__PAGE EXCERPT__.
>> Start
If you were in my boat, which would you choose? I won’t hold you to anything, but I just want to know what someone who understands the system would do because I don’t understand every nuance of the federal system, nor do I have any one to ask.

Anything you could provide would be much appreciated!

Congratulations on your advanced degree! College was a good call– I wish I’d had the guts to pursue something similar when I was at 13 years. I think you’re ahead in the third quarter by 21 points, and now it’s just a question of how much you’re going to run up the score on your way to winning the game.

My first thought is that you should consider your response if you’re ever contacted again about that particular commission. You know better than me whether they’ll ever change their decision, but I’ve seen more surprising things happen during a drawdown. Retention plunges, policies get reviewed, and you might get another opportunity. It’s worth working through your feelings now so that you’re not ambushed by a program change later. Move on and don’t wait for the rules to change, but take a few days to think it through.

Next, I think you still have a master’s degree in “lifetime employment”. Some agency or company, somewhere, needs you to solve their problems.

Your option (1) speaks for itself. If you loathed that field before you got your degree, then you’re going to loathe it even more when you go back. Six years is an awfully long time to clench your jaw and gut it out, and in the process you’re quite likely to harm your health and your relationships with your loved ones. I doubt that you’d feel inspired to turn in the effort and performance that would get you good evaluations, let alone promotions and an eventual active-duty retirement.

Your option (2) doesn’t seem to offer many benefits either. As Malcolm Gladwell says in “Outliers“, you want to find work that’s fulfilling and complex. A degree of autonomy would be just bonus.

Let’s combine the assessment of options (3), (4), and (5). You should definitely pursue a Reserve commission in just about any field. (Consider National Guard and Air National Guard as well as the other services because they may have units closer to your home.) You already have 13 years toward a military pension, and you’ll get a lot more for that pension if you do 8-10 years of commissioned service. Even if it’s “just” a Reserve pension, it’s more than money. You’ll have an inflation-fighting annuity that will cover at least a portion of your expenses (starting at age 60 or possibly a bit earlier) and Tricare (at age 60). Inflation and healthcare are two huge concerns of every retiree, and you’ll address them both with a Reserve career.

Whatever field you commission in, explore your choices for active duty. I know many servicemembers who’ve left active duty for the Reserves (most of whom have earned a commission in the process) and they’ve taken control of jump-starting their own careers. If you return to active duty then you’ll earn an officer’s military salary & benefits as well as a pile of Reserve retirement points. If you manage to get to 18 years of active-duty service on a set of Reserve active-duty orders then you’ll enter “sanctuary” and you’ll be eligible for an active-duty retirement. It’s rare but it could happen. Sanctuary would be great, but the real Reserve/Guard rewards come from the possible promotions (along with the wages & benefits) along the way to the Reserve/Guard pension.
>> End
__WHAT TO DO__.
Answer these from the career advice excerpt, one line each:
(a) How many years toward a military pension does the reader already have?
(b) At what age does Tricare begin under a Reserve career?
(c) How many years of active-duty service on Reserve orders bring someone into "sanctuary"?

__RECORD LIST__.
>> Start
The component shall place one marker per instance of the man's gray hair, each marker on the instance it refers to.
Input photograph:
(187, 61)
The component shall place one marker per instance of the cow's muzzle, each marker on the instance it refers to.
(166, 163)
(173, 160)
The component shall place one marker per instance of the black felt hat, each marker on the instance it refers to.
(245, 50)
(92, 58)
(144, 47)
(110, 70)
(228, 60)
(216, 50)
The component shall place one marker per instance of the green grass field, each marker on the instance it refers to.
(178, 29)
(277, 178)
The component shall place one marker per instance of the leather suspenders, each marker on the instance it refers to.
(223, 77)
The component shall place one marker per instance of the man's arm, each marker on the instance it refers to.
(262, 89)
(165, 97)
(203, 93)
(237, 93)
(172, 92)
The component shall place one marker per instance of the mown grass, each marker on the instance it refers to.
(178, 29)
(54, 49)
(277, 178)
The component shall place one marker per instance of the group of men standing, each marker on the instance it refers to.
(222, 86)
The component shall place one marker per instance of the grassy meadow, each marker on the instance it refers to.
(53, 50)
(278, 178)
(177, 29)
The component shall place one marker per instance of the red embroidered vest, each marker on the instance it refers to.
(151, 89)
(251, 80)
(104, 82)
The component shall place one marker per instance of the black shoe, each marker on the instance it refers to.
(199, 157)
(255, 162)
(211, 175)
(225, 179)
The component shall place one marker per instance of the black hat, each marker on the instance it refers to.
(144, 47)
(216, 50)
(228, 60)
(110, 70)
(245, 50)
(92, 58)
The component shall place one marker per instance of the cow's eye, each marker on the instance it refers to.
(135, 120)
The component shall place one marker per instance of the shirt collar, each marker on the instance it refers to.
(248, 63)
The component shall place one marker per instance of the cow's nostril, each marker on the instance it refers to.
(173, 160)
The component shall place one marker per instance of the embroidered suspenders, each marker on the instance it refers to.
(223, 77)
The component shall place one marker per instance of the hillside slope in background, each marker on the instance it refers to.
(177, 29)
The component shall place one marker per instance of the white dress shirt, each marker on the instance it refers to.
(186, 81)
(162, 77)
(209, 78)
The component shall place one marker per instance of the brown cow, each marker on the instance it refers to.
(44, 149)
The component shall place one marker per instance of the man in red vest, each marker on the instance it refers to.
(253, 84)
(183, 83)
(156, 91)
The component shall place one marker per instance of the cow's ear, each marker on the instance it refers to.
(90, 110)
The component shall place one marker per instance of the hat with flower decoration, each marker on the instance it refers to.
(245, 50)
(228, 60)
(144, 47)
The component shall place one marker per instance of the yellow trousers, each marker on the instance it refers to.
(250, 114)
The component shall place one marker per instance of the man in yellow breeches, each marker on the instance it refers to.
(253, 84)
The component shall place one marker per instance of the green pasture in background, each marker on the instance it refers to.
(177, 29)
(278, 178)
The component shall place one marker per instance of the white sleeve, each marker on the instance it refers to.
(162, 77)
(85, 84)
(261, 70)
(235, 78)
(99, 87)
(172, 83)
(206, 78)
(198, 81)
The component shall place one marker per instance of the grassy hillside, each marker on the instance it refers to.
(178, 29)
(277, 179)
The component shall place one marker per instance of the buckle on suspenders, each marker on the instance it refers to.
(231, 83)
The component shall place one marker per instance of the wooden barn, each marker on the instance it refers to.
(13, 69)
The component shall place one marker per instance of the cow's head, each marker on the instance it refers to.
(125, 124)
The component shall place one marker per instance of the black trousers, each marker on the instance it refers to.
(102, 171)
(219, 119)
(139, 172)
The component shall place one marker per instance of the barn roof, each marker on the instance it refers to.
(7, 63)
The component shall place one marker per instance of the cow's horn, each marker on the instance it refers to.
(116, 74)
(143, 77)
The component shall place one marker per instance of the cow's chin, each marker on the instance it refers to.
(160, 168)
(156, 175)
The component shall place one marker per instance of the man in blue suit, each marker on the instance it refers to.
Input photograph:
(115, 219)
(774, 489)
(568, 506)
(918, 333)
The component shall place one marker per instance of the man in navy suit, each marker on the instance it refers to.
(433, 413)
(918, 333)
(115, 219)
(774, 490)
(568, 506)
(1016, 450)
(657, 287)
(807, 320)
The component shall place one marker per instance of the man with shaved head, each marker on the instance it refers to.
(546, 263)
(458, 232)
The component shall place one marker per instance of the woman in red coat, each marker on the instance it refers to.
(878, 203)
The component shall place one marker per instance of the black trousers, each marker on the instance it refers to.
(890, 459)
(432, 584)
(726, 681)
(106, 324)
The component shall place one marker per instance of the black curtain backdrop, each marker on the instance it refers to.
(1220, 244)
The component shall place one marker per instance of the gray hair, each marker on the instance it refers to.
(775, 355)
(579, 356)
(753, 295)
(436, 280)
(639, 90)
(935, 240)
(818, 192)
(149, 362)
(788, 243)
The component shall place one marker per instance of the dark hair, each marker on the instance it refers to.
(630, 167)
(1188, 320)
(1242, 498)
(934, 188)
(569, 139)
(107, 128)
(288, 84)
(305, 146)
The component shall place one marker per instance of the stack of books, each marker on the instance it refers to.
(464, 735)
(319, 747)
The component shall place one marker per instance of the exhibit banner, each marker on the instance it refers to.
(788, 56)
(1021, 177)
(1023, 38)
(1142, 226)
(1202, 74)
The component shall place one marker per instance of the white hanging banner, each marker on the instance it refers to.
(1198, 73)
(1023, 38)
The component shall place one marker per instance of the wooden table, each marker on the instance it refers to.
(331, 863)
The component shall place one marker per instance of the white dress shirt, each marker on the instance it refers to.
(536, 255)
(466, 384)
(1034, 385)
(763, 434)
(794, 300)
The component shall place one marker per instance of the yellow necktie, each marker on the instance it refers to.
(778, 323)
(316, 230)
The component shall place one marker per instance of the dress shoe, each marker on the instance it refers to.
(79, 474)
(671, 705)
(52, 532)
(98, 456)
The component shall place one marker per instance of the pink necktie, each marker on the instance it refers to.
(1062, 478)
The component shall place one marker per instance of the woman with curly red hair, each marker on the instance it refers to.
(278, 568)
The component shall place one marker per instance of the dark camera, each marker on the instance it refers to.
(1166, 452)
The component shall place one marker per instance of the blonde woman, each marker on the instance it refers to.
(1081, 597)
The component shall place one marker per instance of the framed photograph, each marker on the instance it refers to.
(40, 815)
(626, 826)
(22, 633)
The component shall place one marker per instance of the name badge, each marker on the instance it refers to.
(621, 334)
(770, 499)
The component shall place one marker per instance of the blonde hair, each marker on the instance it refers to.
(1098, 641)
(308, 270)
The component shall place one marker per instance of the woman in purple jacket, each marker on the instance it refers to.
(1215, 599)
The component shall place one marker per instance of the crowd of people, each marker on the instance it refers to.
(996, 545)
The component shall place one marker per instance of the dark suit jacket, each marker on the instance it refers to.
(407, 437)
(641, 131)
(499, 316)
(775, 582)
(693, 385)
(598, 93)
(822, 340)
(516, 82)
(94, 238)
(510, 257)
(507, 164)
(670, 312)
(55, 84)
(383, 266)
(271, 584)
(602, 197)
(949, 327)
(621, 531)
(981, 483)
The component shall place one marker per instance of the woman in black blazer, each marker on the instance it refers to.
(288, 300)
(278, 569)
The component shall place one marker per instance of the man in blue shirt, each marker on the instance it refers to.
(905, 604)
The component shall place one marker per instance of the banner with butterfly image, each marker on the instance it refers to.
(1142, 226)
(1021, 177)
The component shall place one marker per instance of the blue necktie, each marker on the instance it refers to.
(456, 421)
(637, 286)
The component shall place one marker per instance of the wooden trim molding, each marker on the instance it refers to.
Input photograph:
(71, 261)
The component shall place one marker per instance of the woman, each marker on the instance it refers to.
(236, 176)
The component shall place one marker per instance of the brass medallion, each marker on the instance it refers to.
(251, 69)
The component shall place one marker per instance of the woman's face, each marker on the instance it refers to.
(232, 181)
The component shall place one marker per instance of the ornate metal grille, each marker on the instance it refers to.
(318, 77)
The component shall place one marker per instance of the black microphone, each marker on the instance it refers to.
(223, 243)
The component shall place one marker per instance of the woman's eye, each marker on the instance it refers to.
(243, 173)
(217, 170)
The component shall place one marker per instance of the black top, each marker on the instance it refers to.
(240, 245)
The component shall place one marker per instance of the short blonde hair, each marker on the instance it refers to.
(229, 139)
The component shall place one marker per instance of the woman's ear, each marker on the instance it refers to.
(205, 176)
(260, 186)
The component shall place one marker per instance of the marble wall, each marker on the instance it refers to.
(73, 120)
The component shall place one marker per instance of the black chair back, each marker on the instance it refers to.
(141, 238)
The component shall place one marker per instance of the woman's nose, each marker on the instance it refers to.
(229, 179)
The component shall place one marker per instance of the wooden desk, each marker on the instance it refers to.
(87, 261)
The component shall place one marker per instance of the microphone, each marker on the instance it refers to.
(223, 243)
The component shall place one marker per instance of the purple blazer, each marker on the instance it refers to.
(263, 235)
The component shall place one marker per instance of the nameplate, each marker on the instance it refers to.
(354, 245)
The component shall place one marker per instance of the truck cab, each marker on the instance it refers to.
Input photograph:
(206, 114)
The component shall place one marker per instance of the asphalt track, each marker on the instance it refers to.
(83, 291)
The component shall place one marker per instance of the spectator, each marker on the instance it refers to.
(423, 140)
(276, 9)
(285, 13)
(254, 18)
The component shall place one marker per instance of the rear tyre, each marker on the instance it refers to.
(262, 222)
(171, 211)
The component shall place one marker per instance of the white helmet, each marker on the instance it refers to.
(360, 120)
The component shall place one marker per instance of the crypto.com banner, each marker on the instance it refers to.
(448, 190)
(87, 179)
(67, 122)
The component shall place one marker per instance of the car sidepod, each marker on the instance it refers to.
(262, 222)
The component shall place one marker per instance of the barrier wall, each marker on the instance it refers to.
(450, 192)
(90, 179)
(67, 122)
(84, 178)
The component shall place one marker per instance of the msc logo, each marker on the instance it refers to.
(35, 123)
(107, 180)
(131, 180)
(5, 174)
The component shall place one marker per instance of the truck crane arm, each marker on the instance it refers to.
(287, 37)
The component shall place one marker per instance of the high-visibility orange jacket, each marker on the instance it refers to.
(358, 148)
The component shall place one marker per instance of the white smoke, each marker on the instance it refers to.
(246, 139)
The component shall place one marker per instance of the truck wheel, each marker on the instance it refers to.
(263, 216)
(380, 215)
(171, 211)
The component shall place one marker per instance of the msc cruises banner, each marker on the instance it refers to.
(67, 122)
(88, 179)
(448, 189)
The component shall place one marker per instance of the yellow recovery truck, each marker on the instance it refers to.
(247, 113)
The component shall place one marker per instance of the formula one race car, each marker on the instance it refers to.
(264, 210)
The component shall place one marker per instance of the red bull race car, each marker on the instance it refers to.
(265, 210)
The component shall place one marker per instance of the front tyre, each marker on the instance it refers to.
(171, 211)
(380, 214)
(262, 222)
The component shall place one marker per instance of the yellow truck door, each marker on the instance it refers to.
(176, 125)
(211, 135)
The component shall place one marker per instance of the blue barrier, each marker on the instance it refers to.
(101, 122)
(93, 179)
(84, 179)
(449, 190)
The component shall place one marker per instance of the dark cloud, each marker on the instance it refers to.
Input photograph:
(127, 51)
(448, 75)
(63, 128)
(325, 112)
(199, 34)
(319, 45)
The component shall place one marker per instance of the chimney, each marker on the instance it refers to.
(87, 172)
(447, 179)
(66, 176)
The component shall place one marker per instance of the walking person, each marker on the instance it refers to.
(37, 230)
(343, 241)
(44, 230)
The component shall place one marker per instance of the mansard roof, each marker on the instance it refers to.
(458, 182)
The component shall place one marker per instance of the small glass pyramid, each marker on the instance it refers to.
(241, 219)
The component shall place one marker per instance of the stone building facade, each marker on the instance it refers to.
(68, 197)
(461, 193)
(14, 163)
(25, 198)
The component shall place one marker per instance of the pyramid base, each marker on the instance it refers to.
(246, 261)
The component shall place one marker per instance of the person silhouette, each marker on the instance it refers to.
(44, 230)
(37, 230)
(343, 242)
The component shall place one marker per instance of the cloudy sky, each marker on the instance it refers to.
>> End
__ANSWER TO THIS PROBLEM__.
(a) 13 years
(b) Age 60
(c) 18 years